■ Exercise description
Copy the records below word for word, keeping every line unchanged.
▬▬▬▬▬▬▬▬▬▬
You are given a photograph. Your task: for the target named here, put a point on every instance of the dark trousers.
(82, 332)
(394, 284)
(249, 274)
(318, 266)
▬▬▬▬▬▬▬▬▬▬
■ Problem solution
You are given a photograph. Your task: for the target named here, put a point on every instance of the dark trousers.
(82, 332)
(394, 284)
(249, 274)
(318, 266)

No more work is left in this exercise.